Check your understanding:
1 – Please list the activities that the passage on hotel stocks says the abbreviation MICE stands for.
2 – Pick up the passage on hotel stocks after its last sentence and write a continuation of it.
━━━━━ Text block
Stocks of leading hotel companies have been hitting their all-time highs this month, driven by expectations of a strong performance in the October-December quarter (Q3) of 2024-25 (FY25) and continued growth in 2025-26 (FY26), supported by a higher base. After a slow first quarter in FY25, the sector, led by branded hotels, is benefiting from rising demand and limited supply, resulting in healthy occupancy rates and increasing average room rates. The positive operational metrics and outlook have improved sentiment for the sector. The average returns of the top five players by market capitalisation are 5x those of the benchmark National Stock Exchange Nifty 50 over the past year.
In the near term, analysts will focus on the performance in the seasonally strong Q3FY25 and the guidance for FY25. Analysts at Motilal Oswal Research, led by Sumant Kumar, expect the sector to see growth in Q3, driven by strong activity in MICE (meetings, incentives, conferences, and exhibitions), supported by a strong wedding season (33 per cent more auspicious dates year-on-year/Y-o-Y in Q3).
━━━━━━━━━━
━━━━━ Records provided
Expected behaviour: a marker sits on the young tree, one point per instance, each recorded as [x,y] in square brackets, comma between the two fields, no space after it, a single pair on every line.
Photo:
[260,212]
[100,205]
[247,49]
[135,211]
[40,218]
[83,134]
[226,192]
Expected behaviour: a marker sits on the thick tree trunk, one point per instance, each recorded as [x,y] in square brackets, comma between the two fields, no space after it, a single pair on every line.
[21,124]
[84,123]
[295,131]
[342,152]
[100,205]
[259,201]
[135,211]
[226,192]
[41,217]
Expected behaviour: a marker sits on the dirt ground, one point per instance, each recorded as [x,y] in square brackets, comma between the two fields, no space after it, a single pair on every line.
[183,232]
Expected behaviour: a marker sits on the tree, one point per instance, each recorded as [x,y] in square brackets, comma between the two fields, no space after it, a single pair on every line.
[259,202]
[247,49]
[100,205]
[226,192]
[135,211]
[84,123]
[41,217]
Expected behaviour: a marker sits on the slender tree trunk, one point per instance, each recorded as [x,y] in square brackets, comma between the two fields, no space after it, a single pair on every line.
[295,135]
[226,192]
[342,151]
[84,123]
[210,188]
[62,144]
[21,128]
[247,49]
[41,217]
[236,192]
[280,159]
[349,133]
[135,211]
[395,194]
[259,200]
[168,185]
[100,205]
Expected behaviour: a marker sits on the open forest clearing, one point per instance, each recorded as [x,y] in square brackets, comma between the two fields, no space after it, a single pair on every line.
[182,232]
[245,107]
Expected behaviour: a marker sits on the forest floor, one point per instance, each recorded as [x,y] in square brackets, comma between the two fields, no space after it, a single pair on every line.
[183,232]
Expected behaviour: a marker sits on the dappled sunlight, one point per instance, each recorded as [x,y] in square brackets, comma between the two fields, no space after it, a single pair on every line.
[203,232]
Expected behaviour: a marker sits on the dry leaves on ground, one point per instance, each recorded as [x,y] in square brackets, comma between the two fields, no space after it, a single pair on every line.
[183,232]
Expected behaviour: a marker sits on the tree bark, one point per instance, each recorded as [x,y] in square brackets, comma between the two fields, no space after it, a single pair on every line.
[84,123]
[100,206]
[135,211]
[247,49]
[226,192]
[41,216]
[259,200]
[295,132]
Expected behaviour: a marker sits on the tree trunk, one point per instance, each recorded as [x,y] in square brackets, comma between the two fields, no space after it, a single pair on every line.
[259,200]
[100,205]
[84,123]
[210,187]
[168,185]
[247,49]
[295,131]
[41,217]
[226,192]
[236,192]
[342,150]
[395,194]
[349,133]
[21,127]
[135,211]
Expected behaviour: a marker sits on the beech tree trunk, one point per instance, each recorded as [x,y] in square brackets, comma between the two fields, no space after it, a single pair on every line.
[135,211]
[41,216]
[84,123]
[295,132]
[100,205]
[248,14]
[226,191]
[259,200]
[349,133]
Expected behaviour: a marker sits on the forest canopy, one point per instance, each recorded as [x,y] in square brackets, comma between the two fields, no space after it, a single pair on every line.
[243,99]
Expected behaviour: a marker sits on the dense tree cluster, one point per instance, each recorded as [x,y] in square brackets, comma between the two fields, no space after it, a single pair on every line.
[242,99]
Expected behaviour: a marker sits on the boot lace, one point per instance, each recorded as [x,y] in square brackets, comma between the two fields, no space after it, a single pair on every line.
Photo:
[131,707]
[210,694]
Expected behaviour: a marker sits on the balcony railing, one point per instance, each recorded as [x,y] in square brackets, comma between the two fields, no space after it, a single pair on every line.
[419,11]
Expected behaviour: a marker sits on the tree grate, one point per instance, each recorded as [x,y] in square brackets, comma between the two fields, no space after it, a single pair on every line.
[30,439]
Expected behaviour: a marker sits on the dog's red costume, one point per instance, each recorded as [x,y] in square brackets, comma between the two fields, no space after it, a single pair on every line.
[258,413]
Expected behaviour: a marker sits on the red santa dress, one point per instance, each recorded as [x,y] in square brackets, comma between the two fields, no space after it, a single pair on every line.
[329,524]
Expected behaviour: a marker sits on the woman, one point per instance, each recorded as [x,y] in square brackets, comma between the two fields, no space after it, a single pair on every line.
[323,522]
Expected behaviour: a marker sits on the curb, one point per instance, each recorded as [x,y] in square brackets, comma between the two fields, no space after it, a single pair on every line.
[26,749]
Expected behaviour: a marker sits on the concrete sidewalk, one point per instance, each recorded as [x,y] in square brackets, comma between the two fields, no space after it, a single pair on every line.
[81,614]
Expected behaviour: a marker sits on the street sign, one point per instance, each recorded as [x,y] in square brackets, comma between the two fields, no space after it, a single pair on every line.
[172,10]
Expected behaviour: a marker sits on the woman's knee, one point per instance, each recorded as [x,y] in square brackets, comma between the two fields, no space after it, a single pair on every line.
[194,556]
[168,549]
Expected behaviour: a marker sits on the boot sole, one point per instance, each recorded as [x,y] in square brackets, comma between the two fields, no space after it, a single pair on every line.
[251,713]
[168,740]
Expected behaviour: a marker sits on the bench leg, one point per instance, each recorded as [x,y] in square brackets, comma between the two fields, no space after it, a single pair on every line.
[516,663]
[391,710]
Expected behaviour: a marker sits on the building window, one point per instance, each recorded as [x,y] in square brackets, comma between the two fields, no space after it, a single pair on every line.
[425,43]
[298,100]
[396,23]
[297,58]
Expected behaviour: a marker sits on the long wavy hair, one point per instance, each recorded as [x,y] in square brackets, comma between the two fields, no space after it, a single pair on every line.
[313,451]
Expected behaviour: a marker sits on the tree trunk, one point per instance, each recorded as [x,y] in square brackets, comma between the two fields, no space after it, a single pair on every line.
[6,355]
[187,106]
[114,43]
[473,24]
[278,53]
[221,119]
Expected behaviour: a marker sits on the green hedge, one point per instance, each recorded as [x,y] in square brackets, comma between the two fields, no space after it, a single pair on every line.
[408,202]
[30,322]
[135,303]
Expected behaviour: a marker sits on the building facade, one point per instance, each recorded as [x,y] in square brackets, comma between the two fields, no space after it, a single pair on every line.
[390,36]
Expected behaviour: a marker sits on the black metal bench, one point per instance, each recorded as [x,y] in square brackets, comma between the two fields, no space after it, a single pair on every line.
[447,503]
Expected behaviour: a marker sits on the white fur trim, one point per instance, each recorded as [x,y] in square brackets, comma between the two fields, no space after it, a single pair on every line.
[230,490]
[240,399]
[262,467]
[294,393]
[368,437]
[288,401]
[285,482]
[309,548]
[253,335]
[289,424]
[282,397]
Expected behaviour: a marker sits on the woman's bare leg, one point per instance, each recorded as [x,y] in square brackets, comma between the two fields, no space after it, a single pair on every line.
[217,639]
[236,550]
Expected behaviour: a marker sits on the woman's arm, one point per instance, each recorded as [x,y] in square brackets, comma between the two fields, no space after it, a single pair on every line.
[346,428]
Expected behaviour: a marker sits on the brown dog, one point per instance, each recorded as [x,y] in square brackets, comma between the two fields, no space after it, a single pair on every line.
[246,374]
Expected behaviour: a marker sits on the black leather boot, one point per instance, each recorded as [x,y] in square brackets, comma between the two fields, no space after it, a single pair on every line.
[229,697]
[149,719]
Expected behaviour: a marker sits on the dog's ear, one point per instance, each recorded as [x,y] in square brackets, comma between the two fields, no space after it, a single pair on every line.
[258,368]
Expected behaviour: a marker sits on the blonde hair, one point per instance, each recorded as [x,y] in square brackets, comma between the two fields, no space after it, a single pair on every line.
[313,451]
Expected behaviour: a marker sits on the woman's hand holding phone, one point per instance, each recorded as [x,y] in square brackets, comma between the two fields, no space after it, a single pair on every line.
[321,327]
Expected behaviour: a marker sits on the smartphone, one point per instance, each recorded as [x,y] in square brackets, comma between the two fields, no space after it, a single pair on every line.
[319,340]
━━━━━━━━━━
Task-by-task answers:
1 – Meetings, incentives, conferences, and exhibitions.

2 –
The brokerage expects key hospitality players to see revenue per available room (RevPAR) growth of 10-12 per cent Y-o-Y in Q3, primarily due to increases in average room rates, which are projected to rise by 8-10 per cent Y-o-Y. This follows a recovery, as RevPAR increased in the low single digits during the first half (H1) of FY25, with modest gains in average room rates offset by a slight dip in occupancy.
The early part of FY25 was impacted by a heatwave and elections. However, domestic air passenger traffic, which grew 6 per cent Y-o-Y, provided stability during H1. Foreign tourist arrivals reached 9.2 million in calendar year (CY) 2023, and this number is expected to exceed 10 million in CY 2024.
Nuvama Research reports that November was a positive month for business hotels after weaker-than-usual traffic in October due to festival holidays and extended weekends. Analysts Rajiv Bharati and Ashish Vanwari of the brokerage believe that the resurgence of corporate travel, along with the festival season and corporate/social MICE events, will drive strong performance in the second half. While the sector dynamics remain favourable, it has downgraded Indian Hotels Company (IHCL) to ‘reduce’, as its valuations exceed historical averages.
A strong recovery is expected to help the hotel sector post growth of 13-14 per cent in FY25, following a 17 per cent increase in 2023-24. With demand outstripping supply, CRISIL Ratings expects growth to be 11-12 per cent in FY26, maintaining the trend of steady growth over the past few years. Although higher demand is expected to lead to increased room supply, most of this will come through the asset-light management contract model.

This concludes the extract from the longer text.